* **Given exercise**
Rewrite the lines from the one containing "Objective — for the red" through the end of the records, requests included, with every coordinate in the answers scaled by 0.4 and rounded to a whole number, halves rounded up. Leave all other lines out.

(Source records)

■ ■ ■ ■ ■ ■ ■

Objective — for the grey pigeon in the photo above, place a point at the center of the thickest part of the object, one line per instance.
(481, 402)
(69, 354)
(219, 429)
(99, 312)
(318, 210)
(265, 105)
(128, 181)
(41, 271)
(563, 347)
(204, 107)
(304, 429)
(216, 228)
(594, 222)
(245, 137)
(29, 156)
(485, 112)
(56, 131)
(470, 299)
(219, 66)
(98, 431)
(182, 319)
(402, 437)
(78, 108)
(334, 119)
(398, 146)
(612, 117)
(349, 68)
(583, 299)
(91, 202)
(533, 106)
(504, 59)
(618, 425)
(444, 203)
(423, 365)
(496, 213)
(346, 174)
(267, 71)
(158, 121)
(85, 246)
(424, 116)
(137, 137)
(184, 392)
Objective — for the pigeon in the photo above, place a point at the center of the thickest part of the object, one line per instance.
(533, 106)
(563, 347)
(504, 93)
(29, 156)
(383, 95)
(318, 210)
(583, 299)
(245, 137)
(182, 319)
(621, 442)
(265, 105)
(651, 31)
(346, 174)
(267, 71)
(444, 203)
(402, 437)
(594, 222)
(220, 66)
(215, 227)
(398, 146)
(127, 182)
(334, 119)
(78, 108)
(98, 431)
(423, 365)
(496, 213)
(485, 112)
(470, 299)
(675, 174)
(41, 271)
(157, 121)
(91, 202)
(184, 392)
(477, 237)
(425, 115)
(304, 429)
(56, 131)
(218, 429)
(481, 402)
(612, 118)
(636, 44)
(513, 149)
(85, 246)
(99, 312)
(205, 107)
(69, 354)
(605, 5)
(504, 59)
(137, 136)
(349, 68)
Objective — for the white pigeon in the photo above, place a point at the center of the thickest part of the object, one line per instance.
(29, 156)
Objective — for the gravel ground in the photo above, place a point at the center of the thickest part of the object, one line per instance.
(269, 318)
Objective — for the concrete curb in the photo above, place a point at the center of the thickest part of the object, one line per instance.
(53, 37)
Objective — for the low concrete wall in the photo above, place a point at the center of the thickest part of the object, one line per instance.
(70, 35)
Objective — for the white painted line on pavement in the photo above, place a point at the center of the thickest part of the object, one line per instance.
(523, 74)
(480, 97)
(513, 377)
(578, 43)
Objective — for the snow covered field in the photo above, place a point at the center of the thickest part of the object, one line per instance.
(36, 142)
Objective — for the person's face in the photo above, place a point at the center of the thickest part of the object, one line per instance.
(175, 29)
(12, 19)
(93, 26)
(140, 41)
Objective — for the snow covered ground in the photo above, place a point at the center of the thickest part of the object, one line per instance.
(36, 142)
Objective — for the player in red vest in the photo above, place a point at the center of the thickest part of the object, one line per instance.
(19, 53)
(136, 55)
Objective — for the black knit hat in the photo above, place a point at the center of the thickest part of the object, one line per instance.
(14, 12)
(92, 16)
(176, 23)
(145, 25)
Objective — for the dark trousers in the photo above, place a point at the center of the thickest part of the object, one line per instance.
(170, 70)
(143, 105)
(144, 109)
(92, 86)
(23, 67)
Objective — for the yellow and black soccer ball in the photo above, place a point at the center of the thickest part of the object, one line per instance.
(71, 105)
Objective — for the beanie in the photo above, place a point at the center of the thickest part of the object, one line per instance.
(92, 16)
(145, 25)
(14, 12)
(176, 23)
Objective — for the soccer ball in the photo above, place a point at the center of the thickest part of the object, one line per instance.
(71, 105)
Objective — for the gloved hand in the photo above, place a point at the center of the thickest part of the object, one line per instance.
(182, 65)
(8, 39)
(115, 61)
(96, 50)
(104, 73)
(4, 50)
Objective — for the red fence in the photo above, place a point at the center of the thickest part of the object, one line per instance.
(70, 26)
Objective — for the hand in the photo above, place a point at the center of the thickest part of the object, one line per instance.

■ ■ ■ ■ ■ ■ ■

* **Exercise response**
Objective — for the red fence in the photo above, place a point at the center of the thickest part of the object, one line per instance.
(28, 10)
Objective — for the hand in the photo above, place a point at the center of the thickest part of the object, one line per instance.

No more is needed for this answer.